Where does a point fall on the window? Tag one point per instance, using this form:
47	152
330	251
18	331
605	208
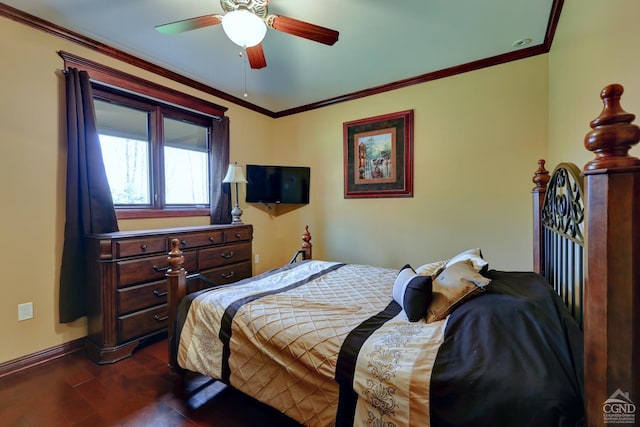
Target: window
158	157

## What the task requires
Reproduce the listing exactly, but keep its images out of the copy.

## Exercise response
Where does a point fall on the window? Tag one point per instance, using this form:
47	152
330	251
18	331
605	208
Target: window
158	157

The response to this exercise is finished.